Instruction:
Could you write out the rows from the line containing "like [1062, 455]." through the end, swapping "thickest" for "widest" and leaving everything else unchanged?
*** Entries shown
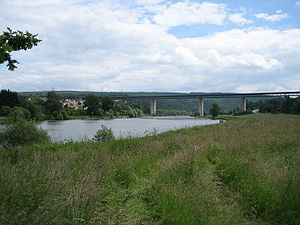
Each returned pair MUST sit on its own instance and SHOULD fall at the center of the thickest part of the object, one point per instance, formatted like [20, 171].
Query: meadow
[244, 171]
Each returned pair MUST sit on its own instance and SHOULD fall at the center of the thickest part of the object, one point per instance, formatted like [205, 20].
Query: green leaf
[7, 48]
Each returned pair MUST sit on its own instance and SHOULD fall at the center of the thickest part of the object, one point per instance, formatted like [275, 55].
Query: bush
[22, 132]
[104, 134]
[19, 113]
[65, 115]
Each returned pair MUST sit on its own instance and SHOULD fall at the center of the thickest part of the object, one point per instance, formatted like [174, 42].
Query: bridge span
[202, 96]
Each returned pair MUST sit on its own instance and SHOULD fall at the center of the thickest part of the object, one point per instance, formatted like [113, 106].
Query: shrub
[19, 113]
[22, 132]
[104, 134]
[5, 110]
[65, 115]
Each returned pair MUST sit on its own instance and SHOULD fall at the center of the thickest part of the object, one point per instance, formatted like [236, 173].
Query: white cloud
[86, 47]
[145, 2]
[188, 13]
[239, 19]
[273, 18]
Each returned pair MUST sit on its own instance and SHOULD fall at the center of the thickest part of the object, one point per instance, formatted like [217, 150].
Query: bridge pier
[201, 106]
[153, 106]
[243, 104]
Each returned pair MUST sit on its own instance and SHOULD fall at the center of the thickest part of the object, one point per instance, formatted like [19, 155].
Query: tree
[93, 104]
[215, 110]
[107, 103]
[8, 98]
[14, 41]
[52, 103]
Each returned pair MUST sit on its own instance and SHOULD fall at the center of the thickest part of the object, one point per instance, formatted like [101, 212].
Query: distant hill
[189, 105]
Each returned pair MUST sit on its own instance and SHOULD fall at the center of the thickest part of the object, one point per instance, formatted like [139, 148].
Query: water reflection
[135, 127]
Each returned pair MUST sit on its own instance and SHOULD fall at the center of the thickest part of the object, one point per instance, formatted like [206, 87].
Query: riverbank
[239, 172]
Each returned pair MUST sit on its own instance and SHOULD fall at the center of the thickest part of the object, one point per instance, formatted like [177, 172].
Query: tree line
[277, 105]
[51, 107]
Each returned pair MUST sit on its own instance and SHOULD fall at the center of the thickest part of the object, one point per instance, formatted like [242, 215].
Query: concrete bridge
[202, 96]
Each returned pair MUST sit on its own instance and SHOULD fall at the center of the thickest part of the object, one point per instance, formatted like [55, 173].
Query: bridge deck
[212, 95]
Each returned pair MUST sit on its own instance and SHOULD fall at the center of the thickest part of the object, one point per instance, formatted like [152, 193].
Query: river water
[78, 130]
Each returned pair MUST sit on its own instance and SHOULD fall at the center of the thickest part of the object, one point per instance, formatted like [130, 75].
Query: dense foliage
[51, 107]
[14, 41]
[240, 172]
[277, 105]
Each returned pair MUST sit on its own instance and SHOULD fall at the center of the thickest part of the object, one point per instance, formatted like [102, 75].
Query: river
[78, 130]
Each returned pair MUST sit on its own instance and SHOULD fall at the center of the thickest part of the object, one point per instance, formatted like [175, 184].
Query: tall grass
[240, 172]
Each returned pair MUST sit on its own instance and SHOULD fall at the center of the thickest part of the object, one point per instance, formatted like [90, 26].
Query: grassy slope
[240, 172]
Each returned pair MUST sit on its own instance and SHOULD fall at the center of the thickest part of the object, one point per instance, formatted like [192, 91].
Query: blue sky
[155, 45]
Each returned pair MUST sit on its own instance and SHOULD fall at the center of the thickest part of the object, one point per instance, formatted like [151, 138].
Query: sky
[155, 45]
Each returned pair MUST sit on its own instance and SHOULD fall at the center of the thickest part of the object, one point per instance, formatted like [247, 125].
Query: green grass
[244, 171]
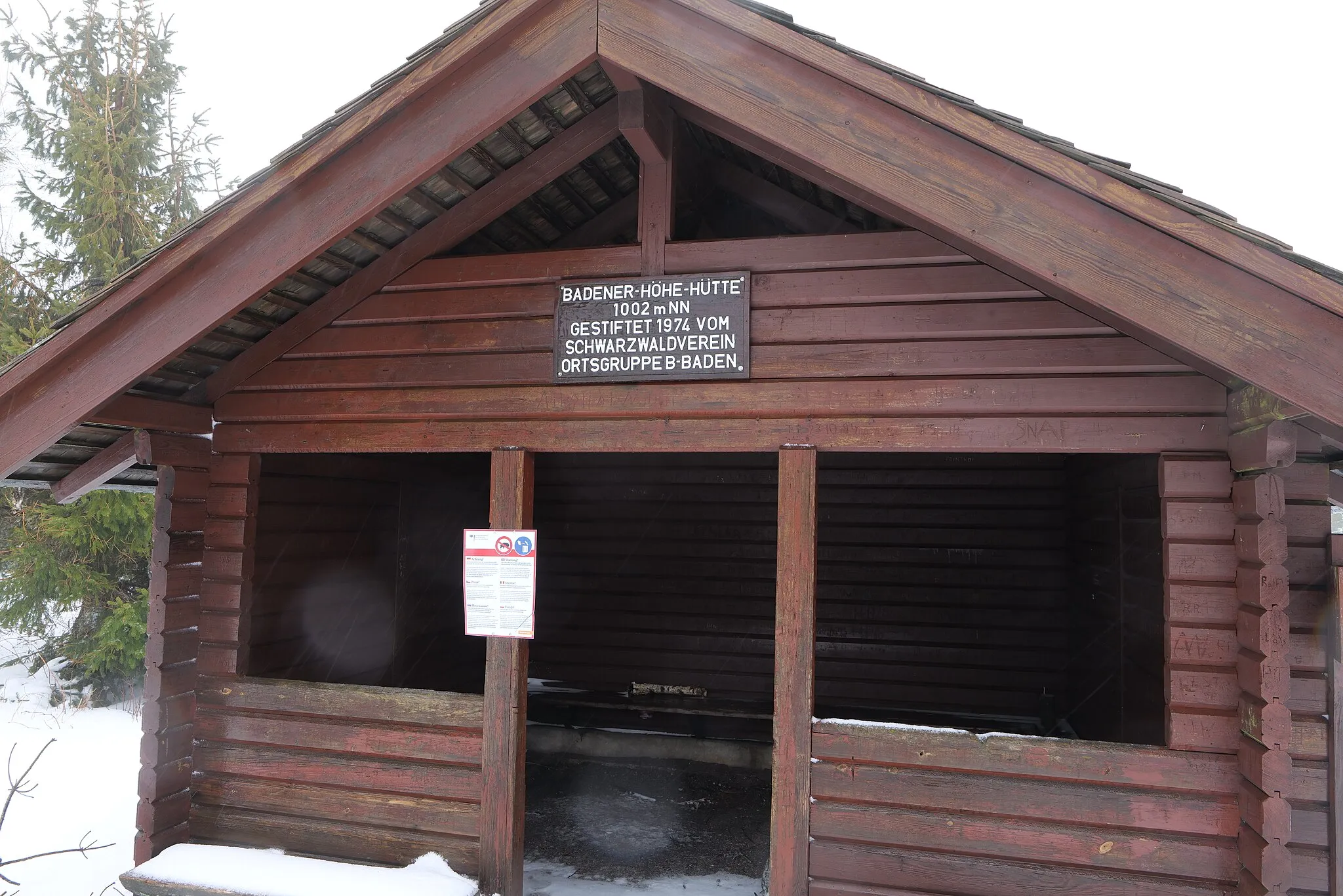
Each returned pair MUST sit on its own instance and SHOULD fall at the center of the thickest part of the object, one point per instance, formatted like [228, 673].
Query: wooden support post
[171, 646]
[649, 125]
[1264, 665]
[1335, 710]
[230, 539]
[794, 672]
[1264, 448]
[504, 747]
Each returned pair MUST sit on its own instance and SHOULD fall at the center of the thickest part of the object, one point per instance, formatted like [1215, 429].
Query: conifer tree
[115, 172]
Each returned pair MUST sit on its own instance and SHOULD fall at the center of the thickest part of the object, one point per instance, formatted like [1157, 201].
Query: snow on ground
[87, 792]
[85, 783]
[273, 874]
[269, 872]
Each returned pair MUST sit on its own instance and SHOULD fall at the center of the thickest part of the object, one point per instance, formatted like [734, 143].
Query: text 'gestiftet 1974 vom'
[654, 328]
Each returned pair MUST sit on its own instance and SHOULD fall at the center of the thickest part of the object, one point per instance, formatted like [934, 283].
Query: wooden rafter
[443, 233]
[133, 448]
[143, 413]
[513, 57]
[1072, 246]
[97, 471]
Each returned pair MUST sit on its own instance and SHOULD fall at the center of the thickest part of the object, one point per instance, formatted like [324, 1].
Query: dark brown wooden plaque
[696, 327]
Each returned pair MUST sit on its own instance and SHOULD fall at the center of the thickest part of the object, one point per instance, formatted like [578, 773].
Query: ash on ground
[634, 821]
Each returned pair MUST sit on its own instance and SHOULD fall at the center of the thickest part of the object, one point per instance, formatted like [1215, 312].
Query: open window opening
[993, 593]
[359, 570]
[652, 671]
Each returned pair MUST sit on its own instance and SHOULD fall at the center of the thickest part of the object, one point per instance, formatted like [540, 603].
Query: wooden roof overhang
[422, 166]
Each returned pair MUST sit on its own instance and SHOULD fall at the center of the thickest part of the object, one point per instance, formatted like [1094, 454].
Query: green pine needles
[113, 168]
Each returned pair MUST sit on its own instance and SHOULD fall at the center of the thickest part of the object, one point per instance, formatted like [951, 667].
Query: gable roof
[1159, 206]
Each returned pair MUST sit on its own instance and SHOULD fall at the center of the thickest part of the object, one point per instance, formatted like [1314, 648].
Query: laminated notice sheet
[498, 582]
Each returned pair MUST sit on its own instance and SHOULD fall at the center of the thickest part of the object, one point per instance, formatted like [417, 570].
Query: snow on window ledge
[270, 872]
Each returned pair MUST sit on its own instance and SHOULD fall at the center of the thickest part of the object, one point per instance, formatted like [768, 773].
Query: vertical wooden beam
[794, 672]
[648, 123]
[164, 786]
[504, 747]
[230, 540]
[1335, 709]
[1264, 665]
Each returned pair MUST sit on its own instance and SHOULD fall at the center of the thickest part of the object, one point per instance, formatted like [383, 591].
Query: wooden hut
[1002, 437]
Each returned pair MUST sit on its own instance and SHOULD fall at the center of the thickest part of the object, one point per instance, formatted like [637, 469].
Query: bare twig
[20, 786]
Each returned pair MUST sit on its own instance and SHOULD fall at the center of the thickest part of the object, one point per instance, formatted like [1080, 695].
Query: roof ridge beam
[469, 215]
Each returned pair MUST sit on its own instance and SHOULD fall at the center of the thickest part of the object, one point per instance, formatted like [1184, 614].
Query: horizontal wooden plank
[346, 841]
[1201, 562]
[1310, 741]
[1201, 605]
[481, 303]
[429, 339]
[1025, 798]
[1040, 758]
[762, 256]
[1307, 481]
[1197, 520]
[822, 399]
[1194, 478]
[339, 735]
[1204, 731]
[1204, 688]
[355, 773]
[1028, 435]
[1310, 871]
[884, 285]
[344, 701]
[1146, 852]
[925, 358]
[332, 804]
[873, 868]
[1202, 646]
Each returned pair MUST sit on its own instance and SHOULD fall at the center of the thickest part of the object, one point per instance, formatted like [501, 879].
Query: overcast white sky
[1237, 102]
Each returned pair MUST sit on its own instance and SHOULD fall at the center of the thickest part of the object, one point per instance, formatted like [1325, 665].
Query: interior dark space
[988, 591]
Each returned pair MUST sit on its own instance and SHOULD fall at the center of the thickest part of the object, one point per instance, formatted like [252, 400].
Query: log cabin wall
[865, 341]
[171, 649]
[1198, 530]
[311, 758]
[338, 770]
[917, 813]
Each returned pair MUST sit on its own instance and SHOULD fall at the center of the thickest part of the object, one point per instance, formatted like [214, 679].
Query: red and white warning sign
[498, 582]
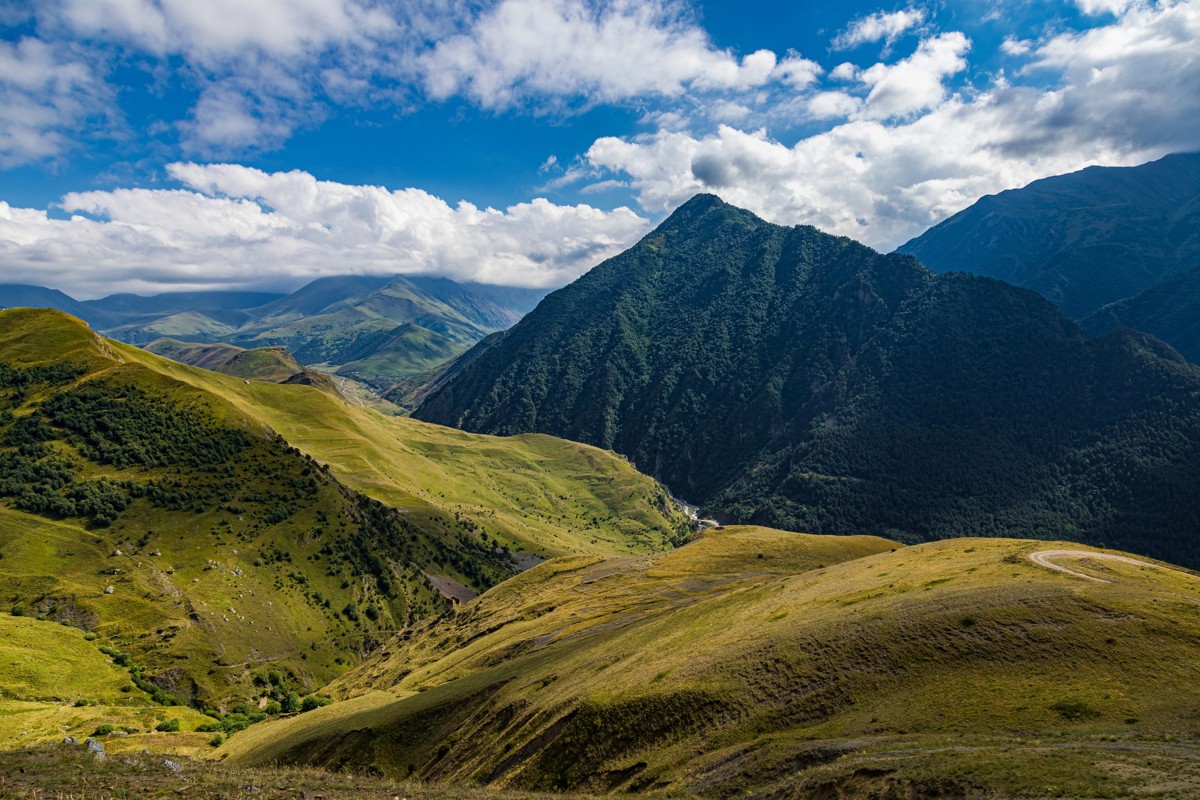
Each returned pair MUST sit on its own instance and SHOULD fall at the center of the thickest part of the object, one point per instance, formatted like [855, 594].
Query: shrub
[1075, 710]
[315, 702]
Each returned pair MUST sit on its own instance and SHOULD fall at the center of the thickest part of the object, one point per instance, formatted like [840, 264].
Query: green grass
[268, 560]
[57, 683]
[58, 773]
[712, 667]
[538, 494]
[45, 661]
[273, 365]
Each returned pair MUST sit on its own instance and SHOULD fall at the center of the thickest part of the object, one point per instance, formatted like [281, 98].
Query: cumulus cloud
[912, 154]
[47, 95]
[916, 83]
[547, 49]
[234, 227]
[881, 26]
[262, 66]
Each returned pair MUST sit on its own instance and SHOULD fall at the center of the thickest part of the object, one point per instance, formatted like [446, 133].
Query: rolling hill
[785, 666]
[275, 365]
[157, 505]
[1083, 240]
[377, 330]
[790, 378]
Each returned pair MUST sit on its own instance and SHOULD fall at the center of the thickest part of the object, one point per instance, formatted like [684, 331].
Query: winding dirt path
[1045, 558]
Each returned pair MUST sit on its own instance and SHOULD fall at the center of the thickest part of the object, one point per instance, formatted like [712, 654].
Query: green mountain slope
[156, 504]
[1169, 310]
[790, 666]
[262, 364]
[378, 330]
[785, 377]
[1083, 240]
[381, 331]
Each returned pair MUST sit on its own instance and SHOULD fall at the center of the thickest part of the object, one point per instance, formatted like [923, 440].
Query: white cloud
[567, 49]
[217, 31]
[47, 96]
[1121, 94]
[844, 71]
[261, 65]
[233, 226]
[916, 83]
[1096, 7]
[1013, 46]
[833, 104]
[798, 72]
[879, 26]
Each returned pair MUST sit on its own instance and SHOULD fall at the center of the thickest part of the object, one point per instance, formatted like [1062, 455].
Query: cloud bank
[911, 152]
[235, 227]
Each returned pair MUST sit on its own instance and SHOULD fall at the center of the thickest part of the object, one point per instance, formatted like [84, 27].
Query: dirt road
[1047, 559]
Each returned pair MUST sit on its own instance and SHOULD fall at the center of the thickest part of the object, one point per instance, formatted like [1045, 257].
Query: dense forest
[786, 377]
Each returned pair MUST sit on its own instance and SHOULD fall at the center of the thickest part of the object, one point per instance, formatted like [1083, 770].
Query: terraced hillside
[793, 666]
[271, 364]
[157, 505]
******
The completed task:
Each returned pair MUST sit on its own instance and SHOULD fall at the center of the widest part of the object, one point per instance, formatted like [1062, 455].
Query: cloud bank
[911, 152]
[235, 227]
Each returned pair MUST sit on its own instance and SHOULD fall at the center of the widest part of the object, one point per instance, formatted like [84, 27].
Query: dirt road
[1047, 559]
Each returned pair MUST sit on its own instance and SHOULD fall at the center of the widest part of the object, one point per instance, formatted like [1045, 257].
Query: dense forest
[786, 377]
Each returned pair MUST sit on its own instance and SHOULD fall at the center of the widest part of the object, one point per instance, formatted like [1083, 770].
Query: terraced hillside
[793, 666]
[271, 364]
[157, 505]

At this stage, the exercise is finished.